An acceptable answer contains each line of the material, unchanged.

= Beginning of Section =

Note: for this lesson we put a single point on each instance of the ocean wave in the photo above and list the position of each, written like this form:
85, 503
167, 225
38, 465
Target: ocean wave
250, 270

= End of Section =

Solution to this task ::
Note: for this lesson we put a single point on each instance of the ocean wave in the photo above and list the position of each, written like this form:
85, 503
167, 225
38, 465
Target: ocean wave
250, 270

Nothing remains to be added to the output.